> 作業指示
a. サントリーローヤルの紹介文の内容を2文で要約せよ。
b. サントリーローヤルの紹介文のうち、「1971年 青い背景に置かれたサントリーローヤルのボトルとギフトボックスの広告 至福のひととき」を含む語句で始まり「掲載されているスペシャルパッケージの価格は3,500円。」で終わる部分を、一字一句違えずに書き写せ。

> 本文抜粋
○ ○ ○

1971年 サントリー ローヤル|“心にのこる贈りもの”としての国産高級ウイスキー

1971年 青い背景に置かれたサントリーローヤルのボトルとギフトボックスの広告 至福のひととき

鮮やかな青の背景に、琥珀色の液体を湛えたボトルとグラス。
重厚な化粧箱が添えられ、その佇まいは酒というより工芸品に近い印象です。

「王者の寛ぎをよぶ高級ギフトウイスキー サントリーローヤル。」

1970年代初頭、ウイスキーが家庭用の嗜好品を超え、「贈るための酒」として位置づけられていた時代の空気がにじみます。

サントリーローヤルは、創業者・鳥井信治郎が日本人の味覚に合う究極のウイスキーを目指して送り出した銘柄です。瓶の形は漢字の「酒」のつくりである“酉”を意識し、キャップは山崎蒸溜所近くの神社の鳥居をモチーフにしたといわれています。意匠そのものが物語を帯びています。

掲載されているスペシャルパッケージの価格は3,500円。

○ ○ ○

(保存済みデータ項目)
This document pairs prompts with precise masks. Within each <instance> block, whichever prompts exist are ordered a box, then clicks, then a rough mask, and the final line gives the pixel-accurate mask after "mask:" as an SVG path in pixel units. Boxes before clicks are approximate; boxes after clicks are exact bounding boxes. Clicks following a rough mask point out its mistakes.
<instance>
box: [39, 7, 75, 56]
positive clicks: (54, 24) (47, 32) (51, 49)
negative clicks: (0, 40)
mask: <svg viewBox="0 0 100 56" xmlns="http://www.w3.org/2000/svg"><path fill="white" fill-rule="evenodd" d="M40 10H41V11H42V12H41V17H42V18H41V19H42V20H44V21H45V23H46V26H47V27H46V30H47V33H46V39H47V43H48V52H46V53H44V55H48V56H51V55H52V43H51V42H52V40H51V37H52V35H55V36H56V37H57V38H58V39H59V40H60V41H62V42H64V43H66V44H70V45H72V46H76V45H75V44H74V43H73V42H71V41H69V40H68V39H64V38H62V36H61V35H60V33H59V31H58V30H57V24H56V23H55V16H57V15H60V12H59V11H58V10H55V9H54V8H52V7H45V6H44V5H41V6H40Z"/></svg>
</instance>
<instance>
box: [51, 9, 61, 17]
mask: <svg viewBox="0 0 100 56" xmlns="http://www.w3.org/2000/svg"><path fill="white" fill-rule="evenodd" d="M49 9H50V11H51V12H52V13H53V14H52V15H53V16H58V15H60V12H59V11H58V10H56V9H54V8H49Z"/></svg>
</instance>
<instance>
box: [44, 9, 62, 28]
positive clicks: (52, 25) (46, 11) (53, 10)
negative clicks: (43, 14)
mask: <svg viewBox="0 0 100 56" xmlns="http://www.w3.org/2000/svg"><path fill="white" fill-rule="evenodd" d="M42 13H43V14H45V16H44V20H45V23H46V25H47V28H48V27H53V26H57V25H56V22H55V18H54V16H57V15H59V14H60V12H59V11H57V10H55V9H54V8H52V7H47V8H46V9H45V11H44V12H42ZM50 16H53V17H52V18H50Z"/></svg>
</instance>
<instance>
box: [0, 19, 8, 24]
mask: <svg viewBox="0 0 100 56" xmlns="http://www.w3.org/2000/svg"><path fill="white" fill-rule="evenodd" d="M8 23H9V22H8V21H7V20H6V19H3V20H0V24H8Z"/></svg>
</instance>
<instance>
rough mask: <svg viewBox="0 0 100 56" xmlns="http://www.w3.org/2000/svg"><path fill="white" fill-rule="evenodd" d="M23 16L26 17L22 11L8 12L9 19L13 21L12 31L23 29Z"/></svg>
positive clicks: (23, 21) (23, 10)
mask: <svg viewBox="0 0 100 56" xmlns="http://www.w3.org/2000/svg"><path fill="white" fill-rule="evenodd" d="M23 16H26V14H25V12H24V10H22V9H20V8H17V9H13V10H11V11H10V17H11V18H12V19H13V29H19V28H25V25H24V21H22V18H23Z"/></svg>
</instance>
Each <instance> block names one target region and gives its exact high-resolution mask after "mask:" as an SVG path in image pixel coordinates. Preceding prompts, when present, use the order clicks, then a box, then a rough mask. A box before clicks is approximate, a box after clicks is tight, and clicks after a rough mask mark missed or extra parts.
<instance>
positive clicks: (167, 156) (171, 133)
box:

○ ○ ○

> 解答一覧
a. 1971年のサントリーローヤルの広告は、鮮やかな青の背景にボトルとグラス、重厚な化粧箱を配し、「高級ギフトウイスキー」として打ち出している。この銘柄は創業者・鳥井信治郎が日本人の味覚に合う究極のウイスキーを目指して送り出したもので、瓶の形は「酉」を、キャップは山崎蒸溜所近くの神社の鳥居をモチーフにしたといわれている。

b.
1971年 青い背景に置かれたサントリーローヤルのボトルとギフトボックスの広告 至福のひととき

鮮やかな青の背景に、琥珀色の液体を湛えたボトルとグラス。
重厚な化粧箱が添えられ、その佇まいは酒というより工芸品に近い印象です。

「王者の寛ぎをよぶ高級ギフトウイスキー サントリーローヤル。」

1970年代初頭、ウイスキーが家庭用の嗜好品を超え、「贈るための酒」として位置づけられていた時代の空気がにじみます。

サントリーローヤルは、創業者・鳥井信治郎が日本人の味覚に合う究極のウイスキーを目指して送り出した銘柄です。瓶の形は漢字の「酒」のつくりである“酉”を意識し、キャップは山崎蒸溜所近くの神社の鳥居をモチーフにしたといわれています。意匠そのものが物語を帯びています。

掲載されているスペシャルパッケージの価格は3,500円。